▶ _Problem to solve_: Could you copy the material from its first line through the line containing "[[375, 94], [574, 195], [105, 116]]", swapping "photograph" for "picture" and leaving everything else unchanged? Omit the pictures.

▶ _Dataset rows_:

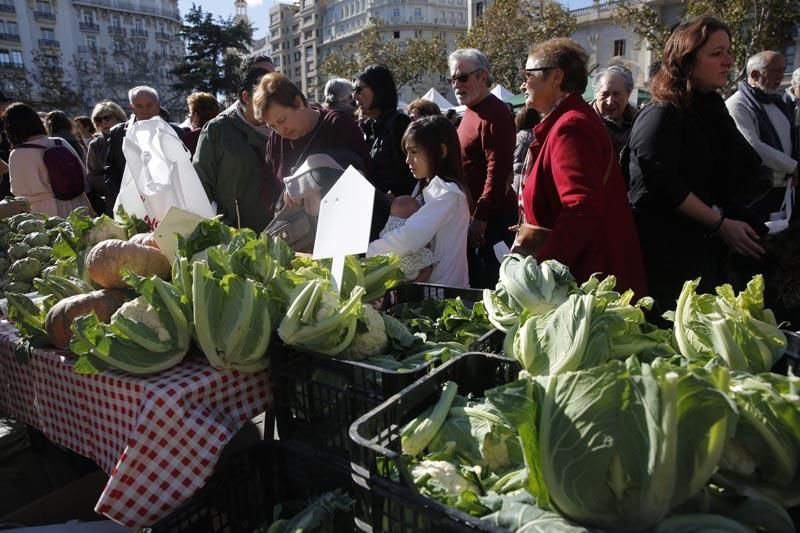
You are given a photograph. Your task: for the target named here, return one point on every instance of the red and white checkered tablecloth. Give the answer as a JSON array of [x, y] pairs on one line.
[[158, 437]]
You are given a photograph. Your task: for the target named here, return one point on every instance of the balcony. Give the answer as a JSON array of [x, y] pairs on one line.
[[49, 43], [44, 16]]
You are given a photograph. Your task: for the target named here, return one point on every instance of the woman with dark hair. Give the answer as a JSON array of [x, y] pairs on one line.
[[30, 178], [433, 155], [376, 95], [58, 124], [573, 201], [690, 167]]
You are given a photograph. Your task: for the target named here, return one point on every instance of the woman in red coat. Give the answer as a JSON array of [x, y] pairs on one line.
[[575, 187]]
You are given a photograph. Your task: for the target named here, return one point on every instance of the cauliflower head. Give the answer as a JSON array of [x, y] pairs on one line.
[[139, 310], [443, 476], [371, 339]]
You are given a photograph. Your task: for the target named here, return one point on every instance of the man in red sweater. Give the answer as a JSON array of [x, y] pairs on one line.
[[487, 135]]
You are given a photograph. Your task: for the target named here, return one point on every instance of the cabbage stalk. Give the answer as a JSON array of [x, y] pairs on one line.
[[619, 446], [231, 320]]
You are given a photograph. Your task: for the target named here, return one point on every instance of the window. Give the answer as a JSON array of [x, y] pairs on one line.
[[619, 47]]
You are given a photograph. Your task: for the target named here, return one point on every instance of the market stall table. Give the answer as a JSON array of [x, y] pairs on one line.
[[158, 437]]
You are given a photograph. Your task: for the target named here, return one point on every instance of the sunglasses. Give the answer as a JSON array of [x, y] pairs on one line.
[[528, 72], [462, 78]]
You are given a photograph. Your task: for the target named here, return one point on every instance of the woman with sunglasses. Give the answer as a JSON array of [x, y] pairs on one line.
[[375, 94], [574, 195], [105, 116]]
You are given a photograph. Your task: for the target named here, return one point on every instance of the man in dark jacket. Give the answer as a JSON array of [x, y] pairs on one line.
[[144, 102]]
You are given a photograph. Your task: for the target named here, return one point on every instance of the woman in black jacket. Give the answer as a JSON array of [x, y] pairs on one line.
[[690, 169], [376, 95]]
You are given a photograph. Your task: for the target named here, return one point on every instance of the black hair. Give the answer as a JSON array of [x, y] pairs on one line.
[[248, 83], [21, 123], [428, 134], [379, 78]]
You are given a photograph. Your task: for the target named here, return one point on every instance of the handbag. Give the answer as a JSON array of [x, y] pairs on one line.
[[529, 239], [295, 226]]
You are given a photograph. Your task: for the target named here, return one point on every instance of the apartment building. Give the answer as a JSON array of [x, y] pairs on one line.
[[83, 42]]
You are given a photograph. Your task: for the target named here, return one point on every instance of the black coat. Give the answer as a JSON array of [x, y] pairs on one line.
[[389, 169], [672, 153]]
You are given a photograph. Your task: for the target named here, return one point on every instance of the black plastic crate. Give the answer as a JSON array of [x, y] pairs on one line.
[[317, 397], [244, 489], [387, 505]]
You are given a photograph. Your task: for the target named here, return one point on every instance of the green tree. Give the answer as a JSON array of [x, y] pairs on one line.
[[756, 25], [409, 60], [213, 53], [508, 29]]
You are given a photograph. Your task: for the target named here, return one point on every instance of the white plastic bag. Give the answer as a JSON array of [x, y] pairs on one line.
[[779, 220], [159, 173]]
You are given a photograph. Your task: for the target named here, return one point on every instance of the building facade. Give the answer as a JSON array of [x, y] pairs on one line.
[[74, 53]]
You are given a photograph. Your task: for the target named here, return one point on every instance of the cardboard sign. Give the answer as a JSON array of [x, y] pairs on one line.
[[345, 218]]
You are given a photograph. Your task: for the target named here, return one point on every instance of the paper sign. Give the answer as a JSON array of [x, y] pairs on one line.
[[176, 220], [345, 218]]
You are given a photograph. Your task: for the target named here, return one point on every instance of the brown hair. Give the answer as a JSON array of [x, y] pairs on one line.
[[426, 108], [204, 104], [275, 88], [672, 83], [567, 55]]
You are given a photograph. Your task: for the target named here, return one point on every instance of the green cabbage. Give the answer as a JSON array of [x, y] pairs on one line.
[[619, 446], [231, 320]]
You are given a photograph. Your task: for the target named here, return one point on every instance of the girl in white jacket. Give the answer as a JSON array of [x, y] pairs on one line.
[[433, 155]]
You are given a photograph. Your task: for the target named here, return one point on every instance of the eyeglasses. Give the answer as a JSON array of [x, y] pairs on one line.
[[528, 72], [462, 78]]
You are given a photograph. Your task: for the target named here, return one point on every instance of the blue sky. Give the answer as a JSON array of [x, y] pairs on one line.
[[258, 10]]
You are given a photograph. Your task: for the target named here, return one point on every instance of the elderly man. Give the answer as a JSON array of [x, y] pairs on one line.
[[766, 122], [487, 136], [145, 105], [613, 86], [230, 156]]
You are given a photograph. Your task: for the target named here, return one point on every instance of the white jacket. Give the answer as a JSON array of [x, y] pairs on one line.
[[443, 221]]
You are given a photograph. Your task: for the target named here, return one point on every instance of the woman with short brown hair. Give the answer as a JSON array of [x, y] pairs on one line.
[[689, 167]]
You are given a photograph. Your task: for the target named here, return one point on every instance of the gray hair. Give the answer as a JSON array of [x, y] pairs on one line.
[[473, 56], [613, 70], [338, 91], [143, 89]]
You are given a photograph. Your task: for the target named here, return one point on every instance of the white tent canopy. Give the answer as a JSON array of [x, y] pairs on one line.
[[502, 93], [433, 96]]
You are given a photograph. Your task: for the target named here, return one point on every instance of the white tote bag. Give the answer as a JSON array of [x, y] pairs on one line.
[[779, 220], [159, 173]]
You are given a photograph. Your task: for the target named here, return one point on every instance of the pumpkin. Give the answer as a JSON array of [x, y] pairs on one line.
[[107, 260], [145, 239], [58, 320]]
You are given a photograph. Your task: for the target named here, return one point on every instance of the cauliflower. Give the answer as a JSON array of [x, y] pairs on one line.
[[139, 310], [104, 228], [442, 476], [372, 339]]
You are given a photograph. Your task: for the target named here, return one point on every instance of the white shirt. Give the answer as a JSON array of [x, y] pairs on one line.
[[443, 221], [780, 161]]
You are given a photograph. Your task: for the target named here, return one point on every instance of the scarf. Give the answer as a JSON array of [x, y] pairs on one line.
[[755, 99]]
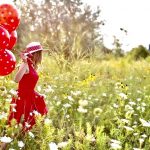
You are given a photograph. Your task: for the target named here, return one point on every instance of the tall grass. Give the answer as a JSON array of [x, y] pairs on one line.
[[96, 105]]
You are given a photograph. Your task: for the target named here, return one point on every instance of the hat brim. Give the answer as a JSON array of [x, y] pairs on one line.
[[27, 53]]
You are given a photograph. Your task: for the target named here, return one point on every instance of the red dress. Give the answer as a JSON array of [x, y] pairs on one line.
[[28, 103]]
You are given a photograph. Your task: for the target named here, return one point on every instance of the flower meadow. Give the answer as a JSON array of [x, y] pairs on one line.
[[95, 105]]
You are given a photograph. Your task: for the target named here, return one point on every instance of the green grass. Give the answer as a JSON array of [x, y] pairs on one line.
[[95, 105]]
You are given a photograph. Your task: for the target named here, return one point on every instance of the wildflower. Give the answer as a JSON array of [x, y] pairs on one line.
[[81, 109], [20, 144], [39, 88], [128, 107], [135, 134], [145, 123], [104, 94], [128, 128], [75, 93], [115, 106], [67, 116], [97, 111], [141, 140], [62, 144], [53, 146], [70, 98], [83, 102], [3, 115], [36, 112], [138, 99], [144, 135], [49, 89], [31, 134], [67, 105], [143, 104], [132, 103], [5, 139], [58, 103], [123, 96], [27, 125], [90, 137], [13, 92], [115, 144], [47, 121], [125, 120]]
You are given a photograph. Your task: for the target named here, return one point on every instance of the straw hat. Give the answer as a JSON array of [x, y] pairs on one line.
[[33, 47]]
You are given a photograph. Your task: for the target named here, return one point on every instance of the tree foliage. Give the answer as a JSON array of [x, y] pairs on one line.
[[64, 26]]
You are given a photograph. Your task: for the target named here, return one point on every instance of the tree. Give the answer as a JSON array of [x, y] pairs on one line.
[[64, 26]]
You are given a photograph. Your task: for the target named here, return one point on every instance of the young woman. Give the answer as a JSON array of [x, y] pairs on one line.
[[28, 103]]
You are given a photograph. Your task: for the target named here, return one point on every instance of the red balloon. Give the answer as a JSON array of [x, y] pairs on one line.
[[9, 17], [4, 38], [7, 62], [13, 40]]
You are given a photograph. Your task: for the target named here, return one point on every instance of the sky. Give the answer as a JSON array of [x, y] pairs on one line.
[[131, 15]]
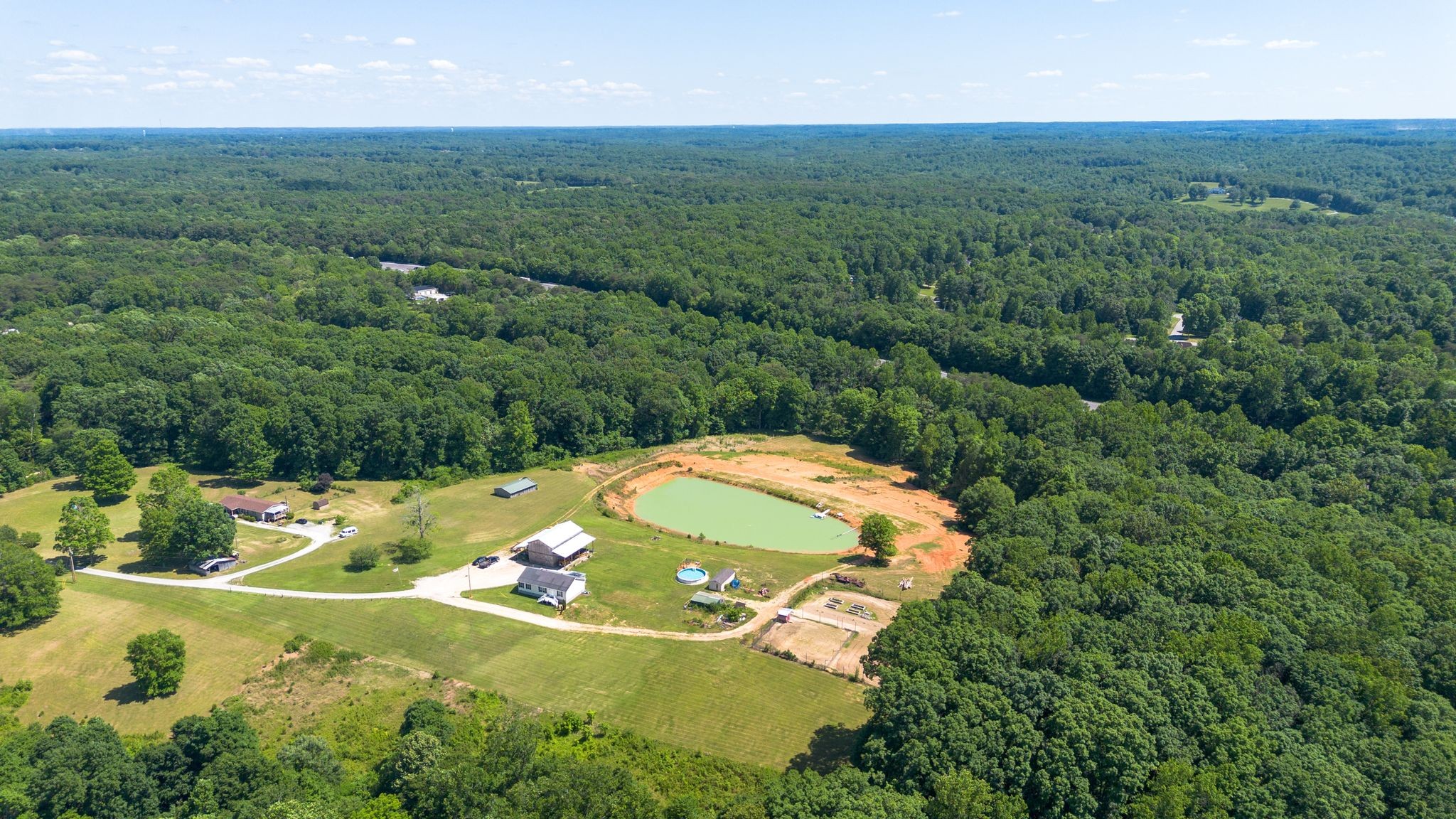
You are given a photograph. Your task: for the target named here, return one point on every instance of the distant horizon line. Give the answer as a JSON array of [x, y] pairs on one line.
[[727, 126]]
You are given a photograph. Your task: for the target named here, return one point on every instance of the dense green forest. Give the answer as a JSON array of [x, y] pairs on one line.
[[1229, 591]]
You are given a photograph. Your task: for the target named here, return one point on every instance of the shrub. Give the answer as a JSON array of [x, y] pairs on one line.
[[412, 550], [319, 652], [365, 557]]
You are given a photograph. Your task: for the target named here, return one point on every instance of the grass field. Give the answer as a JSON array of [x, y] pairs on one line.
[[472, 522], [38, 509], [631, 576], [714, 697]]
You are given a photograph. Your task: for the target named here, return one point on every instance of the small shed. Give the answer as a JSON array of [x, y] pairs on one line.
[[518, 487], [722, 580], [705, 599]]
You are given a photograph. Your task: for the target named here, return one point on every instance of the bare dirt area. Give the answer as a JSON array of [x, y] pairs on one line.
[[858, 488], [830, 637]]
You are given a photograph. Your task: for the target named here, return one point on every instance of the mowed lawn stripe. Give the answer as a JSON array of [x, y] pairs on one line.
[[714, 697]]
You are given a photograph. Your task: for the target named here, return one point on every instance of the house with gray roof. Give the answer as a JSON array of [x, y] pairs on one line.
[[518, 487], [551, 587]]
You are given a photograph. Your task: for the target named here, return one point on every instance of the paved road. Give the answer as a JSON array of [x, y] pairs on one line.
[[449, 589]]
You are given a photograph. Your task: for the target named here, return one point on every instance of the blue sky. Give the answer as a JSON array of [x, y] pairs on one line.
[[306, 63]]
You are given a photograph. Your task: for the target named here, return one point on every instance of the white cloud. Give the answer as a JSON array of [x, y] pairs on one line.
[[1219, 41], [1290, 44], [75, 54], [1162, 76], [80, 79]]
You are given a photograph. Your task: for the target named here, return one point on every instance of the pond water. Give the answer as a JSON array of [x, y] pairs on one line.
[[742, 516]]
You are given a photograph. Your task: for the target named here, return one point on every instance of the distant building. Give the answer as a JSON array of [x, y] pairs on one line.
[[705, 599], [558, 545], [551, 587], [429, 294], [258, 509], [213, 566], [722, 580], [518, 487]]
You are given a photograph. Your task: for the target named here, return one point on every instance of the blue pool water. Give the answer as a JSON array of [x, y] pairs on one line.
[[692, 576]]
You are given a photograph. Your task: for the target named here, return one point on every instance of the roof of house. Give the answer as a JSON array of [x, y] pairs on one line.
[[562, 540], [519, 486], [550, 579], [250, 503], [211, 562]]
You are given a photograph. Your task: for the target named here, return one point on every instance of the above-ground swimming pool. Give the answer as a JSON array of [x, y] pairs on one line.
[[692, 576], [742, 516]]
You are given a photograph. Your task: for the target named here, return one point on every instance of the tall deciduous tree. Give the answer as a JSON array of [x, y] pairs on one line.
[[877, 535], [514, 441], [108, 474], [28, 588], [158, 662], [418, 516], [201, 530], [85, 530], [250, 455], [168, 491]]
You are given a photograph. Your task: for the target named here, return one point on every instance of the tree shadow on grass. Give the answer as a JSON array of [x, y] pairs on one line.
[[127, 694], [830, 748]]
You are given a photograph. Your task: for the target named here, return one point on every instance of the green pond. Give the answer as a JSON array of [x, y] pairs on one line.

▶ _Correct result_:
You are given a picture. Your task: for the target named here, return one point on every instance of the red and white checkered tablecloth. Give the answer as a JSON array of [x, y] pairs on one line.
[[158, 437]]
You are given a picture. Your task: for the target named here, return one point on every instance of the balcony. Give the answer as a JSON array of [x, y] pairs on one line.
[[49, 43], [44, 16]]
You are given a picture. Your task: for the target named here, return one point on every instance of the woman with dark hair. Give the answer as a JSON array of [x, y] pairs on one line.
[[30, 178], [433, 155], [376, 95], [58, 124], [573, 201], [690, 167]]
You are given a picture. Your task: for the target named here, return one point on every instance of the woman in red coat. Give the answer as a JSON array of [x, y] pairs on one line.
[[575, 187]]
You are given a picture. Your task: for the target named here, return one point on every instance of the cauliflower head. Give the answer as a JSON array of [x, y] pairs on one line.
[[139, 310], [443, 476], [371, 339]]
You are given a picture. Your task: for the target named here, return one point on every instance of the man in red sweater. Give the answer as a JSON array of [x, y] pairs on one line.
[[487, 135]]
You are given a picture. Your task: for the target named here, return one point on every instance of the cabbage stalk. Give the answer as a JSON array of [x, y] pairs on one line.
[[619, 446], [231, 320]]
You are given a picture. Your task: for the target named here, return one point on every instance of the window. Give the answer as a JSON array of [x, y] pairs on one line.
[[619, 47]]
You are given a picture. Your task: for the target named here, return one point on every instance of the market stall table. Give the answer as a JSON array of [x, y] pairs on one line.
[[158, 437]]
You are given a picture. Your task: for the target named here, return one point on every instance of the sunglasses. Give the answer as a JSON array of [x, y] pairs on one line.
[[528, 72], [462, 78]]
You are given a picture. Your task: for the target named here, return one point on every instance of the woman with sunglasses. Give the answer as a JSON array of [x, y] pairs on one line.
[[375, 94], [574, 195], [105, 116]]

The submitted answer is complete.